◆ Brano scelto ◆

━━━━━━

“Non toccate i nostri fedeli ”
La nuova chiesa ortodossa di Bartholomeos I, Patriarca di Costantinopoli a Roma
Articolo disponibile in PDF
Sotto la lunga barba bianca il sorriso di Bartholomeos I, il patriarca ecumenico di Costantinopoli, è soavemente ironico. Gli occhi azzurri scintillano d'intelligenza sotto il velo nero che gli scende dal capo. E' un uomo di cultura. Non ha studiato solo alla Chalké, la gloriosa, antichissima scuola teologica di Costantinopoli, ma a Roma, al severo e illuminato Pontificio Istituto Orientale, dove ha ricevuto una formazione d'altri tempi: letteraria, classicistica e bizantinistica, e soprattutto storica. Per i libri di storia ha una passione. Li raccoglie e classifica maniacalmente nella sua biblioteca personale. Ama anche i grandi classici dell'Ottocento, Tolstoj, Dostoevskij, Balzac. Bartholomeos è uno di noi. Ma è anche, e soprattutto, un capo religioso e politico abile e potente. Dal suo seggio al Panario, il patriarca di Costantinopoli regna spiritualmente su 300 milioni di fedeli. E la Caritas ha appena annunciato che l'Ortodossia è la terza religione in Italia, e porta con sé un tipo di spiritualità sempre più attraente, nella decadenza delle confessioni occidentali. Dopo il modernismo del concilio, l'abolizione del latino dalla messa, la quasi estinzione dell'antico canto liturgico, l'inseguimento accanito della popolarità mediatica, è rimasta di fatto solo l'ortodossia a offrire all’interno del cristianesimo una dimensione mistica e insieme estetica pressoché intatta. Una dimensione quanto mai evidente nella solenne liturgia greco-bizantina, guidata da Bartholomeos, con cui è stata celebrata giovedì mattina la concessione della chiesa di San Teodoro al Palatino al culto dei greci ortodossi.

━━━━━━

◆ Voci estratte ◆

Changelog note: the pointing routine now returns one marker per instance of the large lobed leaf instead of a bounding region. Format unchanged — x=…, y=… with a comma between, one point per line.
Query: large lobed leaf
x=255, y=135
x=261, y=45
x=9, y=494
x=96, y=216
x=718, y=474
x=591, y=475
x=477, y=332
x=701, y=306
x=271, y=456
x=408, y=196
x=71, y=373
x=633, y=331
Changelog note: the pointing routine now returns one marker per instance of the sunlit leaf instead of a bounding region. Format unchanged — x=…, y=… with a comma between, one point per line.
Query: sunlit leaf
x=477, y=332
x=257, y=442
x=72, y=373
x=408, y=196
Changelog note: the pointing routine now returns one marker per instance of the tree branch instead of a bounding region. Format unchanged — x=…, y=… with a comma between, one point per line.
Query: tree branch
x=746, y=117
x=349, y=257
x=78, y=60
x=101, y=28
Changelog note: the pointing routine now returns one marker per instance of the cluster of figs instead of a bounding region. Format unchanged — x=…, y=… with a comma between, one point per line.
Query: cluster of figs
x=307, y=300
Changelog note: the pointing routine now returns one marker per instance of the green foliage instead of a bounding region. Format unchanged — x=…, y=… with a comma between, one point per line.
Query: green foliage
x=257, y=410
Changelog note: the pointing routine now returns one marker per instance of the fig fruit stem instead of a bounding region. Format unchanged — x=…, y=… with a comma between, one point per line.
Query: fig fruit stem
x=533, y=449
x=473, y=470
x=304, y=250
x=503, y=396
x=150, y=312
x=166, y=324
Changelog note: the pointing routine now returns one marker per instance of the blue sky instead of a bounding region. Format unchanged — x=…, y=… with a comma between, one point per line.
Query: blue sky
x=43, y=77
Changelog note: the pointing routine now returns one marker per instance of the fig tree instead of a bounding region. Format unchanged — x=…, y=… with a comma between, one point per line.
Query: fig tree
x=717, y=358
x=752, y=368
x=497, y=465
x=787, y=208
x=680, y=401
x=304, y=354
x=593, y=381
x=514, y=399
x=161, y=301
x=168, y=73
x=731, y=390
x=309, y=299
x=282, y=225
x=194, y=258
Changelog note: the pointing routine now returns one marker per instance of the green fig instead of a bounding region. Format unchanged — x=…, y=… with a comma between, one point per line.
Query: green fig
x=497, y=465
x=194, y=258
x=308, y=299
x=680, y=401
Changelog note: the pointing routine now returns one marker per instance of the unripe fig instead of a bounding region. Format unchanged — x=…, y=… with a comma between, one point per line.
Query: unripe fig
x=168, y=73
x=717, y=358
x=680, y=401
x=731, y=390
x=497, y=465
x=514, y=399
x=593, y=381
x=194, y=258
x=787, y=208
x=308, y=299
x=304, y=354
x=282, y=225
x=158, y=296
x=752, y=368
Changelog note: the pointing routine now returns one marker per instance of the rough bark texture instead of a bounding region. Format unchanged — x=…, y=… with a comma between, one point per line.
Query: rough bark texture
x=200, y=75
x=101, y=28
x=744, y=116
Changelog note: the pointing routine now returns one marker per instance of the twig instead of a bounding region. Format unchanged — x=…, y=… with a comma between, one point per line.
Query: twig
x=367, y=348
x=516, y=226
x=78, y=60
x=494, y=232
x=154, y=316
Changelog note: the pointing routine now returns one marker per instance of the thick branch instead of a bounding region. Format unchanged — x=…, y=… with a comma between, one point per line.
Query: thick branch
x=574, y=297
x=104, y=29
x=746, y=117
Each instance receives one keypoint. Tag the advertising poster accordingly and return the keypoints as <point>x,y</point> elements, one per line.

━━━━━━

◆ Consegna ◆
Rispondi alle domande seguenti sul brano dedicato a Bartholomeos I.
1. In quale istituto di Roma ha studiato il patriarca?
2. Su quanti fedeli regna spiritualmente dal suo seggio?
3. Quale chiesa è stata concessa al culto dei greci ortodossi?

◆ Risposta ◆
1. Al Pontificio Istituto Orientale.
2. Su 300 milioni di fedeli.
3. La chiesa di San Teodoro al Palatino.